(PASSAGE GIVEN)
_ _ _ _ _

2010 CSA Program

Green Gardens 2010 CSA Information

Please contact the farm at trent@greengardensfarm.com to be on the 2010 CSA list. The farm is increasing its membership for 2010 to 80 members (from 60), There are still some spots left. Green Gardens' 80-member CSA (Community Supported Agriculture) program will run every week from June 8th to October 29th in 2010. CSA members will receive a weekly box of vegetables, melons, and herbs. Here are the details...

What's in a Box?

Boxes will have a nice variety. I understand that getting the same produce over and over again is boring and makes eating a chore. Not to worry, we will provide you with recipes weekly in your box - some traditional basics as well as new tasty combinations. Staple crops will be emphasized because they are most versatile and commonly consumed. These include tomatoes, potatoes, zucchini, summer squash, cucumbers, winter squash, beets, radishes, turnips, broccoli, onions, garlic, sweet peppers, lettuce, etc. Greens such as kale, swiss chard, collards, mustards, and spinach will also be commonplace in the boxes.

Unusual crops, though, will also be part of the boxes from time to time. Kohlrabi, pac choi, fennel, hot peppers, strange melons, tomatillos, eggplant, etc. are  examples of crops that will be limited but show up in the boxes on a weekly basis. To get a better sense of what will be in the boxes at certain times of the year, check out our 2010 monthly produce availability.

Examples of CSA Boxes:

Spring Box might include: 1# of spinach, bunch of radishes, bunch of turnips, lettuce, kale, broccoli raab, kohlrabi, green onions.

Photos of 2010 boxes at Green Gardens Community Farm...

_ _ _ _ _

(STATED TASK 1) Switch "vegetables" to "produce" in the CSA program passage, and write out its text starting with "2010 CSA Program" and going on through "are the details...".
(STATED TASK 2)
Answer these from the CSA program passage:
(a) How many members did the program have before the increase for 2010?
(b) On what date does the 2010 program end?
(c) What will members be given weekly in their box along with the produce?

Items from a data source
_ _ _ _ _

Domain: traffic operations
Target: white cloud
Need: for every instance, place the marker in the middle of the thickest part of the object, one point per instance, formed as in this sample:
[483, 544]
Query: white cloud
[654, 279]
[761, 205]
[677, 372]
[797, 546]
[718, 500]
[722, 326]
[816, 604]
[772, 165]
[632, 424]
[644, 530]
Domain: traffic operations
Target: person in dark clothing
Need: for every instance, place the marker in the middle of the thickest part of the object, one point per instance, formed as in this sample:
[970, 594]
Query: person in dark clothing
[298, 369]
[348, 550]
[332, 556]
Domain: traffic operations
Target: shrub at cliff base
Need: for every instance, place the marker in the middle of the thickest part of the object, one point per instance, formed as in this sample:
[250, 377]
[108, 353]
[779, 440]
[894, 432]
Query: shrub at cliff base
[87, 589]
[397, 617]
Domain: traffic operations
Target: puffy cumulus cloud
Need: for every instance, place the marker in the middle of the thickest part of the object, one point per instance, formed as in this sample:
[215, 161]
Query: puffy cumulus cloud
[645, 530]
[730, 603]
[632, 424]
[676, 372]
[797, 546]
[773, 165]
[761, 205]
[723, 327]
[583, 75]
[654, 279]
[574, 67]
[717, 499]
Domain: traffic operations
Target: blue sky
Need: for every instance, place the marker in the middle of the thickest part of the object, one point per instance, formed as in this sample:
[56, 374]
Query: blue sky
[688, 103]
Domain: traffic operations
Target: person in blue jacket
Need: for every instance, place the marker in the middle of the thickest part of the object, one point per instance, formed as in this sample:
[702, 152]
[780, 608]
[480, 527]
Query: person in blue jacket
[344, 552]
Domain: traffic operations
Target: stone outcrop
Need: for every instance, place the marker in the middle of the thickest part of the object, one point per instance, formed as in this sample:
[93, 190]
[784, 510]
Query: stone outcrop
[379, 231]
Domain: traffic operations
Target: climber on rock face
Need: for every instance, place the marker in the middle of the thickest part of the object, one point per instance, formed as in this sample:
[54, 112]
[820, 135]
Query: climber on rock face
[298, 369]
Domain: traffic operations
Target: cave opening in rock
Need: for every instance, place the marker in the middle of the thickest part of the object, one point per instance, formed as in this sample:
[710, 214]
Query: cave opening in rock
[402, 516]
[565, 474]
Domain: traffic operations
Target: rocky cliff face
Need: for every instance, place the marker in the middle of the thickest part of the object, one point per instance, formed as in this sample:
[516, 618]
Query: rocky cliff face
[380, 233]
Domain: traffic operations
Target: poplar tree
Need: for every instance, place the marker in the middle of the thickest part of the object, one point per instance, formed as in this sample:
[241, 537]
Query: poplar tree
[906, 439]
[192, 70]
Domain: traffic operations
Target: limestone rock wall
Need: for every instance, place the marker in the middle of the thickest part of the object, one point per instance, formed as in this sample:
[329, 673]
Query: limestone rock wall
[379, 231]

_ _ _ _ _

(FULL SOLUTION 1)
2010 CSA Program

Green Gardens 2010 CSA Information

Please contact the farm at trent@greengardensfarm.com to be on the 2010 CSA list. The farm is increasing its membership for 2010 to 80 members (from 60), There are still some spots left. Green Gardens' 80-member CSA (Community Supported Agriculture) program will run every week from June 8th to October 29th in 2010. CSA members will receive a weekly box of produce, melons, and herbs. Here are the details...

(FULL SOLUTION 2)
(a) 60
(b) October 29th
(c) Recipes